══ Material
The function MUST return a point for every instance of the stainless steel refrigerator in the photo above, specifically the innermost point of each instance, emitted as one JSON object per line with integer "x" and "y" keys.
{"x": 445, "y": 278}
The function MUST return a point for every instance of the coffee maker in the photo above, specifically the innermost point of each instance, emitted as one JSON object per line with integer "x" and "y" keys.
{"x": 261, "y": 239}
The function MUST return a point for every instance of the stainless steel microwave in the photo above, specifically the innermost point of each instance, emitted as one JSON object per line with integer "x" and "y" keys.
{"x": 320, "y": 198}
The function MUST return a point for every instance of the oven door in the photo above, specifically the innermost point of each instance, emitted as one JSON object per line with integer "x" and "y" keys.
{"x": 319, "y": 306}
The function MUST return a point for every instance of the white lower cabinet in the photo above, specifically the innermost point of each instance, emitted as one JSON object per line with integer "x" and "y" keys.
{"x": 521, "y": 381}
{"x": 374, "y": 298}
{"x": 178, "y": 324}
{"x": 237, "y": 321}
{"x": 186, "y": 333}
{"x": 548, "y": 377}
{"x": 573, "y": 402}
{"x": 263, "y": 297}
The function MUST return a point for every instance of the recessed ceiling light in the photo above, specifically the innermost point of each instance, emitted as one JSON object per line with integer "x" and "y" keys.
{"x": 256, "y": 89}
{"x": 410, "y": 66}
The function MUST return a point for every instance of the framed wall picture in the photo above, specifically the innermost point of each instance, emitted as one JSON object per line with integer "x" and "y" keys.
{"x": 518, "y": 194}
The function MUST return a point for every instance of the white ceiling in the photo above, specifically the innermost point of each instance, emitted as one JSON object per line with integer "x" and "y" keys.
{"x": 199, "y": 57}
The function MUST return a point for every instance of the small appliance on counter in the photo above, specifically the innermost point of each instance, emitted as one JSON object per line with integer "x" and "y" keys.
════
Return all of the entries above verbatim, line for line, with no changes.

The function MUST return a point for every instance of the stainless steel refrigerator in the photo above, specifically the innermost point of each instance, emitted as one JSON object per line with integer "x" and "y" keys.
{"x": 445, "y": 278}
The function MUST return a point for every instance of the coffee maker in the photo above, specifically the innermost point of each instance, emitted as one JSON object per line with integer "x" and "y" keys.
{"x": 261, "y": 239}
The function MUST return a point for every instance of the stainless steel microwave in the photo above, specifically the innermost point of each instance, emitted as one JSON object per line with integer "x" and "y" keys.
{"x": 320, "y": 198}
The function MUST return a point for every instance of the oven door in the photo above, specifically the innermost point of each instance, emitted as one JSON object per line with integer "x" and "y" keys.
{"x": 319, "y": 306}
The function MUST return a point for every instance of the white lower cabinet in the photo above, specifically the innermost point of each instance, emitted as one JSON object per line with integer "x" and "y" keys.
{"x": 521, "y": 381}
{"x": 374, "y": 298}
{"x": 178, "y": 324}
{"x": 237, "y": 321}
{"x": 186, "y": 333}
{"x": 548, "y": 377}
{"x": 573, "y": 402}
{"x": 263, "y": 297}
The function MUST return a point for every instance of the recessed ceiling light in the photo above, specifically the innermost point of each instance, emitted as one JSON object per line with integer "x" and "y" keys.
{"x": 256, "y": 89}
{"x": 410, "y": 66}
The function MUST return a point for every instance of the framed wall picture in the photo above, specifically the innermost point of each instance, emitted as one JSON object per line with integer "x" and "y" keys.
{"x": 518, "y": 194}
The function MUST return a point for every instance of the white ceiling in the photo above, specifically the innermost point of each instance, emitted as one JSON object per line with integer "x" and "y" keys.
{"x": 199, "y": 57}
The function MUST return a point for every instance of the small appliance on counter in the photo above, specifically the innermost point of each instance, emitted as one JSON object per line with integer "x" and "y" keys.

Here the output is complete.